▸ Exercise goal: From the line with "the blue steel" to the line with "[60,18,78,55]" in the material below, swap "safety audit" for "inspection review" and write out those lines with nothing else altered.

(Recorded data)
######
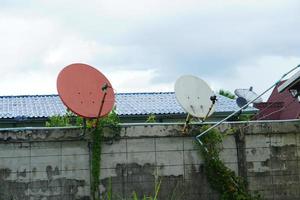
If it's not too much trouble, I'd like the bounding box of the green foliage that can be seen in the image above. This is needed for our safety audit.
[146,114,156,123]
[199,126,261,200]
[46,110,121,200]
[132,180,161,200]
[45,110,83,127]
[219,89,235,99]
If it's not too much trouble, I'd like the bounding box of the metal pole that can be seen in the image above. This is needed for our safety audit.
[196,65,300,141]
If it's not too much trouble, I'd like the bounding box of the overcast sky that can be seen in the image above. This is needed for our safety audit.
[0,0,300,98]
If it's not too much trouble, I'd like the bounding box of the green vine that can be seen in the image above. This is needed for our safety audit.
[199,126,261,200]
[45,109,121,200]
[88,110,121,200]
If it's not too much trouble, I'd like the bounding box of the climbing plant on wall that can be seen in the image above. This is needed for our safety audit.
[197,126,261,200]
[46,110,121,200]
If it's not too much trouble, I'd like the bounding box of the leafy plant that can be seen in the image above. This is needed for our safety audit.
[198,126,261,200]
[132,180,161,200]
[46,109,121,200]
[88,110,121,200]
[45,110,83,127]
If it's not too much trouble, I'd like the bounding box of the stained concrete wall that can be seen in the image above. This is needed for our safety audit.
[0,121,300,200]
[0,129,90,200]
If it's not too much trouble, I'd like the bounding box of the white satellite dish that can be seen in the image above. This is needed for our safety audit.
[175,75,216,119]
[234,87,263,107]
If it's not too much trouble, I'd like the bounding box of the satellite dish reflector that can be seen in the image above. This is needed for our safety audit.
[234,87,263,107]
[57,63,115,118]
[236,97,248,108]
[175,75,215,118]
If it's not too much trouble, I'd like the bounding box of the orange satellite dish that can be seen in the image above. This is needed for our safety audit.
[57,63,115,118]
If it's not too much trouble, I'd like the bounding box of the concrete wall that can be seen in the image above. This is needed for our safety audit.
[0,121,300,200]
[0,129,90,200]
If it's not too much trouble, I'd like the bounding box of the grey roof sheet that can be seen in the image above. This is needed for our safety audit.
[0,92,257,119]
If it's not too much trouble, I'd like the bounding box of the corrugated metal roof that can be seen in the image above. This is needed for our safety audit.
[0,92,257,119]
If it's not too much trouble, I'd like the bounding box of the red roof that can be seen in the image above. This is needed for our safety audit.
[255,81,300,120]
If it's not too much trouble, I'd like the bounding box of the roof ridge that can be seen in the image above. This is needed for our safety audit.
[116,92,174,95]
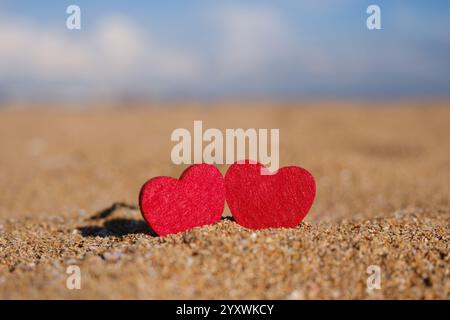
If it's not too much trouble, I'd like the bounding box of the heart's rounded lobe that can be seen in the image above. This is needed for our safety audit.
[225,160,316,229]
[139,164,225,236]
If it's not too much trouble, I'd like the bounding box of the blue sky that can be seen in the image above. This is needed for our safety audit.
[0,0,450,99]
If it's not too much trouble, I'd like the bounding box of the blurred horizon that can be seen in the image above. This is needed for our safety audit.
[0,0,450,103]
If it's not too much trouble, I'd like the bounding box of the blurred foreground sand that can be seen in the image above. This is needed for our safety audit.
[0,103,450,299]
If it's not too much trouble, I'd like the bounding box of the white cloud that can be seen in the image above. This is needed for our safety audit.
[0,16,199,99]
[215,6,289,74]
######
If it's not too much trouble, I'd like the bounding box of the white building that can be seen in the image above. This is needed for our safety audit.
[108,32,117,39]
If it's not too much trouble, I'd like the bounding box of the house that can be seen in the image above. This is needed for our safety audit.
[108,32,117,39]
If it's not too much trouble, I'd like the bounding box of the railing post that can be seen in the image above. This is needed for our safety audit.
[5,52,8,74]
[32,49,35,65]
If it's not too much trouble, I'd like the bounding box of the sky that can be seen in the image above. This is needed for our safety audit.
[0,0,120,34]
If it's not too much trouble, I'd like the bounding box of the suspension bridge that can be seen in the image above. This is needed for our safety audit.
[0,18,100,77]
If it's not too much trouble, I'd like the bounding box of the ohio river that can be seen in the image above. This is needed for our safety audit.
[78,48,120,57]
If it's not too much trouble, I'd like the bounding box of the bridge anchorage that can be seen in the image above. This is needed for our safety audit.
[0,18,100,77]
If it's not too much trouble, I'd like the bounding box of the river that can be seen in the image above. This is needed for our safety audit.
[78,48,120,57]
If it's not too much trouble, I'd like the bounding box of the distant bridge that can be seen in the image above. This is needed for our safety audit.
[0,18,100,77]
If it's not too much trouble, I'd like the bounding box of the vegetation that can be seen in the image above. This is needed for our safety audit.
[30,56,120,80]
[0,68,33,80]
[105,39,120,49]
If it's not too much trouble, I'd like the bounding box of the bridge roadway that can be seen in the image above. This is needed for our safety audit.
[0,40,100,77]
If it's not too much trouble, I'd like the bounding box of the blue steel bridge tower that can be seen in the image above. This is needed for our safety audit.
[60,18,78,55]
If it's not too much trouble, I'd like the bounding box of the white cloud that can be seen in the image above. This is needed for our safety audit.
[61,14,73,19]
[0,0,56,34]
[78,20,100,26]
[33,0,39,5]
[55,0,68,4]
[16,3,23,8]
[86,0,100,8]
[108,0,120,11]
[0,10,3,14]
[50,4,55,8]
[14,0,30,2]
######
▸ Reply to the task:
If it's not too much trouble, I'd like the bounding box of the blue steel bridge tower that can be seen in the image above. This is needed for our inspection review.
[60,18,78,55]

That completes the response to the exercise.